SELECTED TEXT:
---

I have a few questions and comments. First off I should say that I'm interested in selling bikes myself but have spent all my time building and learning and not yet selling. I'd like to sell a few bikes this summer to get my feet wet. So I've given some thought to the subject.
Who is going to see the commercial? I personally don't surf through Utube and am wondering if it is the way to find your buyers. Maybe it is... I'm just asking. If it were me I would spend more time building bikes and on a low key sell one here and there, maybe not for much profit but more to get some experience under you belt so that you have the confidence to know that you are ready to deal with what comes. It is one way to develop a good reputation and learn the ropes of what to do and what not to do. I also would only show bikes I have built, as others have pointed out. I think the very best advertising comes from the bikes themselves... ride one around and the bike advertises itself, especially if it is an eye catcher. I imagine that most of Venicebike's sales come from seeing the bikes Norm rides and asking about them, wanting to know if the very bike he is riding is for sale. A conversation gets going and if someone is really interested they look up his website later on to see what he has for sale. (Norm, if I'm wrong about my assumptions please straighten me out!) I also question the "hot bike" approach since these really are not hot bikes unless a lot of effort, know how and expense elevates a kit motor into a real custom build. Burnouts are misleading unless your motors are of a different level than the ones I buy. I have trouble making it up some of the local hills to be truthful. What these bikes are is a whole lot of fun and affordable, so that's what I would emphasize. I realize that we may have different target markets, so what I think will work for me might not for you. In a nutshell... I think what you want to do is possible, but I am wondering if you are putting the cart before the horse, so to speak. In other words, focus more on the builds and increasing your skill and knowledge in the process and let the selling part be gradual. Develop the product and then hone the salesmanship. I wish you success in your venture.

---

SUPPLIED MATERIAL:
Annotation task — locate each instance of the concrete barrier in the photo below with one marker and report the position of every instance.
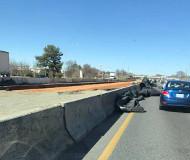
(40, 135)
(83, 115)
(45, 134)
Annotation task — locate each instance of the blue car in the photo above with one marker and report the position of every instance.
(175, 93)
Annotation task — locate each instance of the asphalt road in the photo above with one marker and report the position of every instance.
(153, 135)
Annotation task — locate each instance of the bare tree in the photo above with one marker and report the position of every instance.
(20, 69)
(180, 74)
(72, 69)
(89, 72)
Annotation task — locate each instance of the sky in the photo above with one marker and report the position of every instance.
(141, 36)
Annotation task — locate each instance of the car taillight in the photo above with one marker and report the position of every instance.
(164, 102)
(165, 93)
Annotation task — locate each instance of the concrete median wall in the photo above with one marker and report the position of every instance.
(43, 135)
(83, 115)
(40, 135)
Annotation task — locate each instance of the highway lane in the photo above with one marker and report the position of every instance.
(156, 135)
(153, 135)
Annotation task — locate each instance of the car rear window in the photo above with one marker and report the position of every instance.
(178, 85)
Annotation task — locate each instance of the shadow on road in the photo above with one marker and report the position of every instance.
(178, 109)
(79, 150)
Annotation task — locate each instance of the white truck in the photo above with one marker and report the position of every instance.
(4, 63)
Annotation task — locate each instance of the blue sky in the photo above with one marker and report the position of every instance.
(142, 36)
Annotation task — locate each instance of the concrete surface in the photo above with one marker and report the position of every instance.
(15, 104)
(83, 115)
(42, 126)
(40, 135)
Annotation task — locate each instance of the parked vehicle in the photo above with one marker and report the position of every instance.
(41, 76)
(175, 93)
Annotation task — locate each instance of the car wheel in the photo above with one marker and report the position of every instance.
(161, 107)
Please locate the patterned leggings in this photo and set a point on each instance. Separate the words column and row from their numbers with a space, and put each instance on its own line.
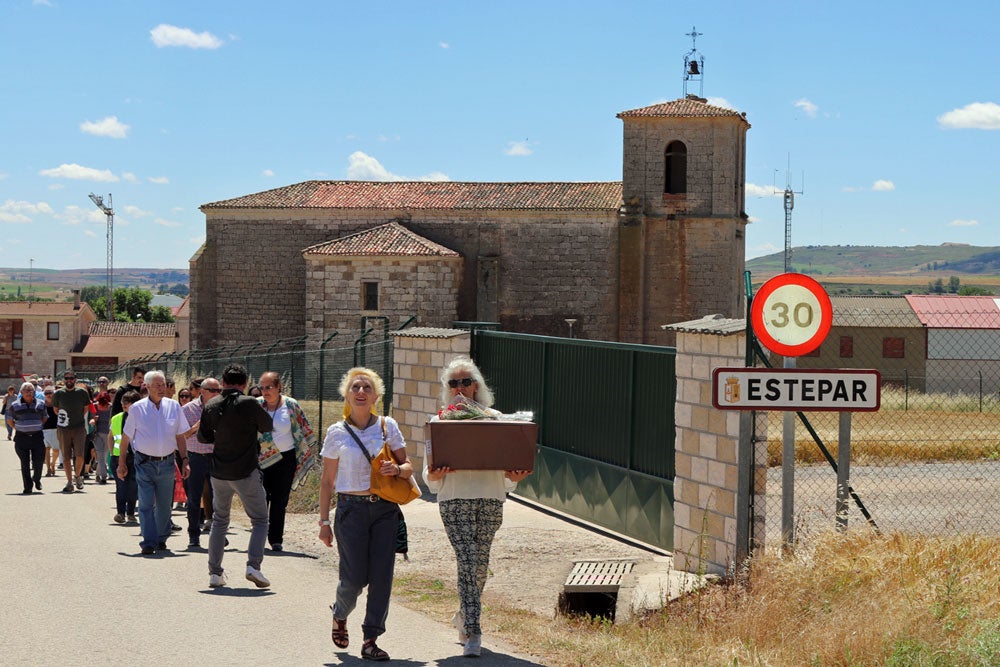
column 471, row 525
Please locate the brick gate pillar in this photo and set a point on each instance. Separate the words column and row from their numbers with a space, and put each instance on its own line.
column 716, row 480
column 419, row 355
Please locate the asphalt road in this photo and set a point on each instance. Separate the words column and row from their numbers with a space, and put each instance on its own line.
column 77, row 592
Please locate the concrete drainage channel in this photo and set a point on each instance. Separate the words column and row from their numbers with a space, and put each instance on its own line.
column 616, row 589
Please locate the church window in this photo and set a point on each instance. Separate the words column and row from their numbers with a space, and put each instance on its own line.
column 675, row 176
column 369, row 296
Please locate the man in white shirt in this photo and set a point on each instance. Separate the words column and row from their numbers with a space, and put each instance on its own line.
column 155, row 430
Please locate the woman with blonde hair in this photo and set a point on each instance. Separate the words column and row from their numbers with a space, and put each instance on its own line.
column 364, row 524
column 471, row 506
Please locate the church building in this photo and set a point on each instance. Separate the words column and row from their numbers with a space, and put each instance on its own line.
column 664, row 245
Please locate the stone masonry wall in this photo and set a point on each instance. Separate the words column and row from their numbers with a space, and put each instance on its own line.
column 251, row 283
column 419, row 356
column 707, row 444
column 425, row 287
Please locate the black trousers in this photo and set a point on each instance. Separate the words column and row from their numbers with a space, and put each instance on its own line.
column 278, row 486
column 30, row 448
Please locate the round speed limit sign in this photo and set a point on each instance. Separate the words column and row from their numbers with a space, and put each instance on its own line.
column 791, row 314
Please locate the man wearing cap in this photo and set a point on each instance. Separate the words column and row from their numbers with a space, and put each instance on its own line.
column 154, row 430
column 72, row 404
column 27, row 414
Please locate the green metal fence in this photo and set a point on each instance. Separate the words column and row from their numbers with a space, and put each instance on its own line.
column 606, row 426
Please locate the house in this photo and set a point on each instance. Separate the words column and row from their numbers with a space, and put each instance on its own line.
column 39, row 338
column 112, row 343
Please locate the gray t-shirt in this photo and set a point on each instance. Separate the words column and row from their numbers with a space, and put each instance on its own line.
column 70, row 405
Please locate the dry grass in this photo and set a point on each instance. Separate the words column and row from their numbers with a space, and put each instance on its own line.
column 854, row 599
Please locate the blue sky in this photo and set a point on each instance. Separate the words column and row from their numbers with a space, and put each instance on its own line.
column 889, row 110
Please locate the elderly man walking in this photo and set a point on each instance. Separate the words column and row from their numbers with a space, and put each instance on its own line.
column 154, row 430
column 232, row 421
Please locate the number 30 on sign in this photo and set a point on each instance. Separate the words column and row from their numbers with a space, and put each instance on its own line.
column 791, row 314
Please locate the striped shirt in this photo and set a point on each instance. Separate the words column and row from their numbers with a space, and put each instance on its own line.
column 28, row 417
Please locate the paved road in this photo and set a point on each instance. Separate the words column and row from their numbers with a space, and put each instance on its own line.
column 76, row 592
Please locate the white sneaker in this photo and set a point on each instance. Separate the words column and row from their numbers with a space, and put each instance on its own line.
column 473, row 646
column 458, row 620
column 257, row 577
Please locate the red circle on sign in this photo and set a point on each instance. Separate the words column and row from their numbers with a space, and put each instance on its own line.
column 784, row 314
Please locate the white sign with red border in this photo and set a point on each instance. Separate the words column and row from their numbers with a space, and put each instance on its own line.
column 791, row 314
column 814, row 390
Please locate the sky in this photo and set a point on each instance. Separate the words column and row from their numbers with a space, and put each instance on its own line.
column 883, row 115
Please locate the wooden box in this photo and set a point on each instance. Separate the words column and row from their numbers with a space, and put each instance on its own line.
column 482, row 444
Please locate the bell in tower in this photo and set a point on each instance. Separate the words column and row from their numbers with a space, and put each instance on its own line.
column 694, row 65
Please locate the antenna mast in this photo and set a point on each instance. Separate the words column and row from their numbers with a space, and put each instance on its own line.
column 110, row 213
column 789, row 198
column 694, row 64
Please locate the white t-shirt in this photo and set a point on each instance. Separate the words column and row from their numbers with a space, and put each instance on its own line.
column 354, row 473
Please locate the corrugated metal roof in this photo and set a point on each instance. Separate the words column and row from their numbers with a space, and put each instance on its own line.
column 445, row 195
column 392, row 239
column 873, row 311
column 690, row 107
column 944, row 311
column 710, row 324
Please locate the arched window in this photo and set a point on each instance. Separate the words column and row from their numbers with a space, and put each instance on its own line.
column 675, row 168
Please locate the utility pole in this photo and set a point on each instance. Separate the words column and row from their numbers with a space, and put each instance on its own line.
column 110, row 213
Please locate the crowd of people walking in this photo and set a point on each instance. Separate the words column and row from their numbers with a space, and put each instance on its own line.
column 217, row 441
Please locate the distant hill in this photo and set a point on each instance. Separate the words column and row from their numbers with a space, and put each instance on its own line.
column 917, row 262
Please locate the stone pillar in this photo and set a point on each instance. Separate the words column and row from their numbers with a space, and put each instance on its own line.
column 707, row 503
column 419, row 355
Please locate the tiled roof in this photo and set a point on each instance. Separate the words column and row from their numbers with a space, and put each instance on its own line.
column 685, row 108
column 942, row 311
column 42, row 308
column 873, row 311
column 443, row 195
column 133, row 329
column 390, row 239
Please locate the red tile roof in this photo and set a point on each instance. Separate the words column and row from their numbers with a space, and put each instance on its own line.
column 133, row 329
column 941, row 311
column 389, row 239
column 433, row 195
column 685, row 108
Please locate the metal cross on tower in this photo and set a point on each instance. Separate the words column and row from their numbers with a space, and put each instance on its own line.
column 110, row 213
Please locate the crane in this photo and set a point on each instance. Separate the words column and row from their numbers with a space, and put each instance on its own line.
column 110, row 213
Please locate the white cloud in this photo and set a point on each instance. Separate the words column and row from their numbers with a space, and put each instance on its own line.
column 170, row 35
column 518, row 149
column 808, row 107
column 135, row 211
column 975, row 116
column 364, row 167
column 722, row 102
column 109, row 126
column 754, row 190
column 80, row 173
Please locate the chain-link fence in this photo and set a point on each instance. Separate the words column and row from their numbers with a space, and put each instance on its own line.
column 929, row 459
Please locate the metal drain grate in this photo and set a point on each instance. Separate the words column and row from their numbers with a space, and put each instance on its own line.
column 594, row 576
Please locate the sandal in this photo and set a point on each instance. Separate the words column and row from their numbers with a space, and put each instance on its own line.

---

TASK DIRECTIONS:
In the post about selling bikes, what does the writer say the very best advertising comes from? These rows were drawn from a separate source.

TASK OUTPUT:
The bikes themselves.